Data in this exercise —
● ● ● ● ●

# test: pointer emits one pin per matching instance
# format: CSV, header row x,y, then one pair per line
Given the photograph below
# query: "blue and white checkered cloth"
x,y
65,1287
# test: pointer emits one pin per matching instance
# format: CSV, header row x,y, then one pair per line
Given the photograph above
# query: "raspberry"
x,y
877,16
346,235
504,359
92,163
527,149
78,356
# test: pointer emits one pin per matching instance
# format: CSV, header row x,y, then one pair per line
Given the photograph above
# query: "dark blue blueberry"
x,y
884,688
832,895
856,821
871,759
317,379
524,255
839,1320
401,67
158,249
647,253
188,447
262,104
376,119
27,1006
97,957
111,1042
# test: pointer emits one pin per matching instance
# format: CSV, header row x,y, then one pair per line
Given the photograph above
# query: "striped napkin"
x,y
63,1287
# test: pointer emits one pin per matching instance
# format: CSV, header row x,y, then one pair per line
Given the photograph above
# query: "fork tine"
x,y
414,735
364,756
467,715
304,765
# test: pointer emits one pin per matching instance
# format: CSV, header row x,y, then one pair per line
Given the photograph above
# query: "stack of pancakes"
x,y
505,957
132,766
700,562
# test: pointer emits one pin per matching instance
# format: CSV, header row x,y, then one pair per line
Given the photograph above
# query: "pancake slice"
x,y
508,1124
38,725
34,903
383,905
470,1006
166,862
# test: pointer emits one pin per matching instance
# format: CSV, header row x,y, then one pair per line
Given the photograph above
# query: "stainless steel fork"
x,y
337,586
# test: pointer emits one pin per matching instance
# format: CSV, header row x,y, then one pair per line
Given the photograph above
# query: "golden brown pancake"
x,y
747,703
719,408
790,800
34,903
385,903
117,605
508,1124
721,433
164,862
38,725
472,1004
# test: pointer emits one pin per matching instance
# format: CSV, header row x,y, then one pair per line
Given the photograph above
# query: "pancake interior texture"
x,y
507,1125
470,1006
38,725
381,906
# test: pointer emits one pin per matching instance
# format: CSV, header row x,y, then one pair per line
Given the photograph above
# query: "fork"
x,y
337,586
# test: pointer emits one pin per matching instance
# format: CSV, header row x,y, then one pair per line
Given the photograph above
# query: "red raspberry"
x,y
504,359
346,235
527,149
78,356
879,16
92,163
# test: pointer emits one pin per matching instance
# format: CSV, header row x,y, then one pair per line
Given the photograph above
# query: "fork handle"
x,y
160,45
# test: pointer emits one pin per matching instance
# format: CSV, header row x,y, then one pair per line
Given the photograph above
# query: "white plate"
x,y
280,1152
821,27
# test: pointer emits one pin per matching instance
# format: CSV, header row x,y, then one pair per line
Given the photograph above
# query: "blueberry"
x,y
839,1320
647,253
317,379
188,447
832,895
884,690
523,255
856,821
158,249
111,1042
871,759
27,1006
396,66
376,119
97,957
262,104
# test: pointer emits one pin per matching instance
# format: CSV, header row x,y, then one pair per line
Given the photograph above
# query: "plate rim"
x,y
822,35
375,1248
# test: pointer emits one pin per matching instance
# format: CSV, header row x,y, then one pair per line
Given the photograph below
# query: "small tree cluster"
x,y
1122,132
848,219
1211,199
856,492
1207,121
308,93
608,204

● ● ● ● ●

Task brief — Count the lines above that contain the word "blueberry". Reply with the number alone.

Complete answer — 2